======== Input

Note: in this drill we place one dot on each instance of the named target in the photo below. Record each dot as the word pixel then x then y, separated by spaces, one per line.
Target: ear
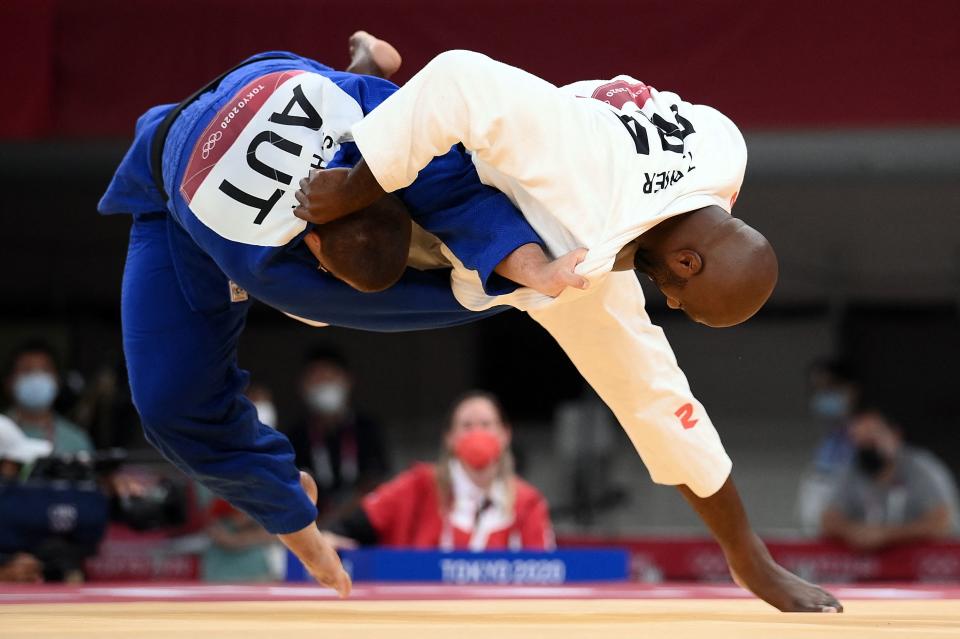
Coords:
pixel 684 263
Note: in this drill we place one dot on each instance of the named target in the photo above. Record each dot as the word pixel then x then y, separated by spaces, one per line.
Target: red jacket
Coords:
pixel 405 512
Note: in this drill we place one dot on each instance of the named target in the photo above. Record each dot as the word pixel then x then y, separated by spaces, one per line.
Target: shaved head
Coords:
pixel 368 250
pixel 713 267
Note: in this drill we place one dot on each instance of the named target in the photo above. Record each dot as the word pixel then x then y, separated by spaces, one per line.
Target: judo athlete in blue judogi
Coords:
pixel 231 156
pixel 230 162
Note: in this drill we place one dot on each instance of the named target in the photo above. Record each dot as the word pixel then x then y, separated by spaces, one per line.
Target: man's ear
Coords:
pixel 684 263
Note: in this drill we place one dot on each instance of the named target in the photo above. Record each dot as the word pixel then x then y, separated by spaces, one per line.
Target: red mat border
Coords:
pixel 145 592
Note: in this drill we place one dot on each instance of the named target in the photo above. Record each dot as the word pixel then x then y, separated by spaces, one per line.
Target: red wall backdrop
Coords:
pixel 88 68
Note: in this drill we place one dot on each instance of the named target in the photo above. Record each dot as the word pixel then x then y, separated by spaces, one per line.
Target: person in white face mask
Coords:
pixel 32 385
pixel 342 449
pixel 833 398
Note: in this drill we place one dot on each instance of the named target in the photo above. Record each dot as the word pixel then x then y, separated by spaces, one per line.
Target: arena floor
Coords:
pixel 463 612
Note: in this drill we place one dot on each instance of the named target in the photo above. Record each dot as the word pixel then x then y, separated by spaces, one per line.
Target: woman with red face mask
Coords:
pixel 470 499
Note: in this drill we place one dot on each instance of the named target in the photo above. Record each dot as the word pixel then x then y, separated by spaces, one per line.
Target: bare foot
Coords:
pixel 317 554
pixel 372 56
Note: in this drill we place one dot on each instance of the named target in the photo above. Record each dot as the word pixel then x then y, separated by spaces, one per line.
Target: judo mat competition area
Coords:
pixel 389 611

================

→ Exercise requirements: Update all the items above, changing "Coords" to "Points" wherever it appears and keeping everything else the same. Leave the pictures out.

→ Result of the task:
Note: in this drill we place one dot on each instance of the named target in the photo below. Record each dot as the word pixel then x then y, separated by spaces, one per line.
Target: ear
Points:
pixel 684 263
Note: in this drill we place one dot on each instance of the named target in the photo above. Record each dot as the word pixel then x then y, separated by spaces, one per line.
Target: red jacket
Points:
pixel 405 512
Note: in this drill we place one dot on each instance of the named target in the photo above. Record each dot as the word pixel then x then y, separated by spaces, one per line.
Target: shaved head
Points:
pixel 368 250
pixel 713 267
Note: in this drill we place one dot on each instance of the named target in the photo above. Record each dot as the word pixel then x then y, separated by spaces, one per line.
Target: judo athlete in blue judogi
Points:
pixel 231 156
pixel 230 162
Note: in this drill we place one dot on each instance of the named target in the photo above. Record each dot as the word pixel then x then y, separated by spaces, one per line.
Target: man's ear
Points:
pixel 684 263
Note: in this drill we place one dot on each instance of the named target in the photo above. Record each dot as the word pixel then x then y, separated by spaces, one per line.
Target: red mat border
Points:
pixel 145 592
Note: in this drill we place one dot on each instance of the named target in the photo above. Record each dot as the word pixel then x then y, separated by spaces, one per line.
Target: red wall backdrop
Points:
pixel 88 68
Note: in this drill we place one dot on each instance of the named target in the photo above. Record each dot as the word pixel then x then y, separated by spaces, one per line.
Target: person in white face mask
Points:
pixel 32 385
pixel 342 449
pixel 833 398
Note: in this drill we place one dot on each instance of the named target in the photo above. Record each dot as the word pixel then x then y, separated by spaces, one per line.
Target: arena floor
Points:
pixel 463 612
Note: in this drill we place one dot on each instance of the named target in the photo above. Record each dot as the word pixel then x then y, separated by spaces, one per line.
Target: woman with red face mask
Points:
pixel 470 499
Note: in this drill we place one dot on each instance of the named target in the photo above. Record each dot as the word pixel then x then y, separated by spaces, one per line.
Target: bare foot
Points:
pixel 317 554
pixel 372 56
Note: in this drill we place one dot on each instance of the named target in the photo above. Record each dot as the word pixel then x then y, separated by spaces, one per line.
Target: judo mat competition area
Points:
pixel 389 611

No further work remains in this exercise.